### [TEXT EXCERPT]
Wednesday, October 05, 2022

31 DAYS OF HORROR 2022 - Day 5: THE OLD DARK HOUSE (1932)

Hospitality... NOT.

I finally got around to watching  THE OLD DARK HOUSE (1932), one of the Universal classics that I had somehow missed during my formative years, and I have ti say that I do not think it has aged well. That's a shame, because it had a great director in James Whale and a game cast featuring Boris Karloff, Ernest Thesiger — immortalized as Dr. Pretorius in BRIDE OF FRANKENSTEIN, a mad scientist so mad that he comes off as quite sane — and Charles Laughton, while the whole look and feel of the film fairly drips with eerie gothic atmosphere. Unfortunately it suffers from the staginess of many films made just out of the silent era, and in fact the film looks and feels like a silent and plays about the same with the sound off and subtitles on.

### [INFORMATION SUPPLIED]
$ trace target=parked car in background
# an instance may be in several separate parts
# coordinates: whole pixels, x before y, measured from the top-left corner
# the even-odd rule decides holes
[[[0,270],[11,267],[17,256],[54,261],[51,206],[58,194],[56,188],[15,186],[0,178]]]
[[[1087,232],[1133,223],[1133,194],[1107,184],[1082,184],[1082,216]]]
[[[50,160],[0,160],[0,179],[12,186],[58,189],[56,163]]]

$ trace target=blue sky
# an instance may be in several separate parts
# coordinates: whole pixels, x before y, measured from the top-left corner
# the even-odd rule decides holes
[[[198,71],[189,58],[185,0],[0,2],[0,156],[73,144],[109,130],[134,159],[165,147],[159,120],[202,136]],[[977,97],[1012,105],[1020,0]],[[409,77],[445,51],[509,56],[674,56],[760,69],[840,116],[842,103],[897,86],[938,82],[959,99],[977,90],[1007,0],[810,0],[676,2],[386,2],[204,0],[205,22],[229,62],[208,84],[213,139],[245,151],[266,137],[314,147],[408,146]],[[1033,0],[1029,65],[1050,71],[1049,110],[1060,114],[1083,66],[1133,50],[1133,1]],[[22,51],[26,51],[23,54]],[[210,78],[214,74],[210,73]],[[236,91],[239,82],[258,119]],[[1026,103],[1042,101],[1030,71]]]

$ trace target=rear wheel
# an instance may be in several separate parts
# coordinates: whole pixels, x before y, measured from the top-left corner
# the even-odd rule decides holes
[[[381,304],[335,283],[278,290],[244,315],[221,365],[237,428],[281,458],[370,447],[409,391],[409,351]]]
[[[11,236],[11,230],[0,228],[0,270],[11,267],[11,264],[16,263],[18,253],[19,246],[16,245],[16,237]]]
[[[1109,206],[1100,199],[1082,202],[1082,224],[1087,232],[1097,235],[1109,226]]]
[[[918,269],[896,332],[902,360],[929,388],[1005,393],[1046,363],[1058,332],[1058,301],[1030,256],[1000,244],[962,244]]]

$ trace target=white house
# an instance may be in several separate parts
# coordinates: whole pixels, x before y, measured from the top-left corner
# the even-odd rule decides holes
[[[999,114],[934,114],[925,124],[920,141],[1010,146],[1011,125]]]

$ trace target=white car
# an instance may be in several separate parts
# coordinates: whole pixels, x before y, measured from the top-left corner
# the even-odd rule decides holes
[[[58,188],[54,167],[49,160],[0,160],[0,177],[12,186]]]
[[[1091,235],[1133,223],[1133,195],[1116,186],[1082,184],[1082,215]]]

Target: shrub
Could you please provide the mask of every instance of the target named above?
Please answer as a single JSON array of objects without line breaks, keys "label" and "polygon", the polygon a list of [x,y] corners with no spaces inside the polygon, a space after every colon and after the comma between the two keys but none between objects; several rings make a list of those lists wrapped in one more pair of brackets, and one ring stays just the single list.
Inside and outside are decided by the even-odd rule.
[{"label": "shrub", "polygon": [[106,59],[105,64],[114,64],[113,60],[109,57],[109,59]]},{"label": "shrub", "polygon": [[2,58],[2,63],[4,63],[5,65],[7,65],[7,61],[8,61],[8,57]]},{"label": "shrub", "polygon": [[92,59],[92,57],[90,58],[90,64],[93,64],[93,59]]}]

### [TASKS TO CARRY OUT]
(a) Rewrite the stretch of the review of The Old Dark House from "I finally got" through "and subtitles on.", putting "Victorian" in place of "gothic".
(b) Write the next part of the review of The Old Dark House, picking up after its final sentence.

### [RESPONSES]
(a)
I finally got around to watching  THE OLD DARK HOUSE (1932), one of the Universal classics that I had somehow missed during my formative years, and I have ti say that I do not think it has aged well. That's a shame, because it had a great director in James Whale and a game cast featuring Boris Karloff, Ernest Thesiger — immortalized as Dr. Pretorius in BRIDE OF FRANKENSTEIN, a mad scientist so mad that he comes off as quite sane — and Charles Laughton, while the whole look and feel of the film fairly drips with eerie Victorian atmosphere. Unfortunately it suffers from the staginess of many films made just out of the silent era, and in fact the film looks and feels like a silent and plays about the same with the sound off and subtitles on.

(b)
It's an early attempt at blending horror and comedy in which five innocents are forced to take shelter for the night in the titular location due to impassable rains, the roads flooding, and collapsing hillsides blocking the roads. Once within the old dark house, our travelers meet a creepy family that is quite obviously insane, and the rest of the running time features the quintet being menaced in assorted uninteresting ways. I expected more edgy material from a pre-Code James Whale film, but the only items of such note were Karloff's mute and hulking alcoholic butler's clearly "ungentlemanly" intentions toward the heroine, and sugar daddy Laughton's character's relationship with his platonic chorus girl girlfriend letting those in the audience with a knowledge of such things read their arrangement as likely being a beard for his homosexuality.

For a horror comedy, the film is neither all that funny or all that scary. It's just atmosphere with little else to recommend it. Or at least that is how I absorbed it. Your mileage may vary, especially if you are a fellow classic Universal enthusiast. And to be 100% blunt, I fell asleep on it halfway through, eventually returning ti it a few hours later. I could have skipped it altogether.

Poster from the original theatrical release.